**Task statement**
Your answer must be one number: the count of lines below that hold the word "bbox".

[Text-to-region grounding data]
══════

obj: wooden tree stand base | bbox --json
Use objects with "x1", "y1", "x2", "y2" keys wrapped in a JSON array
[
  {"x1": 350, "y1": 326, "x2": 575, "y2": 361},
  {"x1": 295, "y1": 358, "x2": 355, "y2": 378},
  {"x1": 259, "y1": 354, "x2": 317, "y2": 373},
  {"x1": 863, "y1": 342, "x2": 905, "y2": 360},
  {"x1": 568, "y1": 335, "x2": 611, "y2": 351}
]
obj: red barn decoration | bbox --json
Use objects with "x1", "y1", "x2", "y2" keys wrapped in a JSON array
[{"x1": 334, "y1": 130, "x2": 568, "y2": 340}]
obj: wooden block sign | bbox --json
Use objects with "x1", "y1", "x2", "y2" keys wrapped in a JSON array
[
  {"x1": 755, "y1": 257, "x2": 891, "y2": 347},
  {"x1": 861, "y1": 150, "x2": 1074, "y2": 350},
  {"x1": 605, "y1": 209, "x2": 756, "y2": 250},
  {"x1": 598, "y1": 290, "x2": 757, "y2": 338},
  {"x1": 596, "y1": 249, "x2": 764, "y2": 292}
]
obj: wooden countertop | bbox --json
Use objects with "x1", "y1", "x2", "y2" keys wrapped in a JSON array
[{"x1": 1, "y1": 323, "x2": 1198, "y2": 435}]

══════

**Exercise answer**
4